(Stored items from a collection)
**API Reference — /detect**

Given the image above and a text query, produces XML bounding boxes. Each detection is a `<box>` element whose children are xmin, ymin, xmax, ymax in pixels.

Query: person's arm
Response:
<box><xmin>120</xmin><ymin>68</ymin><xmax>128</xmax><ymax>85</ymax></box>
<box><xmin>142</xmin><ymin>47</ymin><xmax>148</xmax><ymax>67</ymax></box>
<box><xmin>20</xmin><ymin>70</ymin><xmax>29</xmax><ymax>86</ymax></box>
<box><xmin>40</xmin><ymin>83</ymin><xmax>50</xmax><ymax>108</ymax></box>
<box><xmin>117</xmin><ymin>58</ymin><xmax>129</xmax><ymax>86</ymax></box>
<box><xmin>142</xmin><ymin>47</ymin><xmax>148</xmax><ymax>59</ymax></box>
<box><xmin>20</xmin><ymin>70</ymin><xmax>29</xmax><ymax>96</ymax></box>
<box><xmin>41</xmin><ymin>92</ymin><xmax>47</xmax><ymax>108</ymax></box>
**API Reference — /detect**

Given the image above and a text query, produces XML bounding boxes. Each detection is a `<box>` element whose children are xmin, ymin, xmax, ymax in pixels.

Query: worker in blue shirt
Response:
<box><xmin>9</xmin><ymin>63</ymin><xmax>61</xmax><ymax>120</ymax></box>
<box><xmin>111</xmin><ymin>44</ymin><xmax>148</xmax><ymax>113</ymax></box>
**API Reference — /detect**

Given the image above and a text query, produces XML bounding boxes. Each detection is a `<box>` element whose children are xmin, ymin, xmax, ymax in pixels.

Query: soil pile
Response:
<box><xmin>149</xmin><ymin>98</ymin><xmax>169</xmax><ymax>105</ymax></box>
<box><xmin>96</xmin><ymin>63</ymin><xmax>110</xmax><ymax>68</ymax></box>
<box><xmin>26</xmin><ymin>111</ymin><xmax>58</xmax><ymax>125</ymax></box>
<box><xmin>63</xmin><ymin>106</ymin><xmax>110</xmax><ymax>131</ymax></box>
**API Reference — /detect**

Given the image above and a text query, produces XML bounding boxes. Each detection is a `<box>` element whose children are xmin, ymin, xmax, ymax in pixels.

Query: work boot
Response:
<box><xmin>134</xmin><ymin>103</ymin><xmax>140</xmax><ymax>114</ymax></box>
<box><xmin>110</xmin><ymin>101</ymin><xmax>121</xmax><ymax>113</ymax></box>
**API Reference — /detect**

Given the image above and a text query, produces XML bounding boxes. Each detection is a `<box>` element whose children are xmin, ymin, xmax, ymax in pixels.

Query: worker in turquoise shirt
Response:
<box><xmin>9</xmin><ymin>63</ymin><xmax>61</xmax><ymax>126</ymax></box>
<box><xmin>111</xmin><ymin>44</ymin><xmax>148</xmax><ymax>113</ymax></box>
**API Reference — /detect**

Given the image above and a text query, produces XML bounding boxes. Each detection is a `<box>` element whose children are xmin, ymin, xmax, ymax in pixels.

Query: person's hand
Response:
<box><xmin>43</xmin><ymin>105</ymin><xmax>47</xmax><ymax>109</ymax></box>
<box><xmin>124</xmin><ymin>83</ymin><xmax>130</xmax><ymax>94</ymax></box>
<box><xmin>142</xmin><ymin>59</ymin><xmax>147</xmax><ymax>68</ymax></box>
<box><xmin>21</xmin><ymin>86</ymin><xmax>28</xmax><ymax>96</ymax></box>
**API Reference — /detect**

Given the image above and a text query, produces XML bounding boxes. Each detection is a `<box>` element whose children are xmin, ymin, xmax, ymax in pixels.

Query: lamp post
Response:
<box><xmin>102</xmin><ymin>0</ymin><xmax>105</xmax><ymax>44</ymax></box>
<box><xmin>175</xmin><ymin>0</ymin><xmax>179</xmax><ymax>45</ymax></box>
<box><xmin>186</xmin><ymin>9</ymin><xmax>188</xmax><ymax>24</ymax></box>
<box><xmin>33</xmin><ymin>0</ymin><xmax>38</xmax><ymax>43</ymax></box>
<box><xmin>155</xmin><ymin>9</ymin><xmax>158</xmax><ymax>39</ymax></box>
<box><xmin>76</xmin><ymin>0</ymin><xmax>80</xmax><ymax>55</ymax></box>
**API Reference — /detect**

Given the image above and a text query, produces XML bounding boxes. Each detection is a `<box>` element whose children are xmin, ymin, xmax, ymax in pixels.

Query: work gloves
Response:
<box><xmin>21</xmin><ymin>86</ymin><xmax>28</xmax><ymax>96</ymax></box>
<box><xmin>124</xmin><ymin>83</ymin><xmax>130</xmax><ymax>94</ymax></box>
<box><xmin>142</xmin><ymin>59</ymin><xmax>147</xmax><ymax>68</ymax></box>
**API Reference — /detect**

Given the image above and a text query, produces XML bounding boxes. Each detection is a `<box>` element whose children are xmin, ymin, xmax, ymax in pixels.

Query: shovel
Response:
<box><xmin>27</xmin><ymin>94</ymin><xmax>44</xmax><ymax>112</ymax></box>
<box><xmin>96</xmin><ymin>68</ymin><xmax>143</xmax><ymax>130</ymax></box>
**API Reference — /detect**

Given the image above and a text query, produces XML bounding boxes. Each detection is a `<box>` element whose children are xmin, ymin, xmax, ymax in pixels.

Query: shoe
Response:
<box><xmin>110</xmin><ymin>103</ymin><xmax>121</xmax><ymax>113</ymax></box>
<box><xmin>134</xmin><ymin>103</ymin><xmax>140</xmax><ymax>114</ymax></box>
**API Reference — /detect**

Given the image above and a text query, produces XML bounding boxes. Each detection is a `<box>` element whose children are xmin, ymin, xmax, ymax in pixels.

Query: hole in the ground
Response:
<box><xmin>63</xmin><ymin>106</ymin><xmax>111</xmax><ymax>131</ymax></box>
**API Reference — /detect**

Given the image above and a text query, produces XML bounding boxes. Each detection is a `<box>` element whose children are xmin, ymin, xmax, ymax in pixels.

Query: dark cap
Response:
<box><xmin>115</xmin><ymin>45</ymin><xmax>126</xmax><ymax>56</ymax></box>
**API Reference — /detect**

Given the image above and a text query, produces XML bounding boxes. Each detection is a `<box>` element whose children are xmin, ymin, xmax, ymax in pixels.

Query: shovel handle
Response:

Task instructions
Which lines above hold the string "shirt"? Copy every one of them.

Answer to the problem
Query: worker in blue shirt
Query: worker in turquoise shirt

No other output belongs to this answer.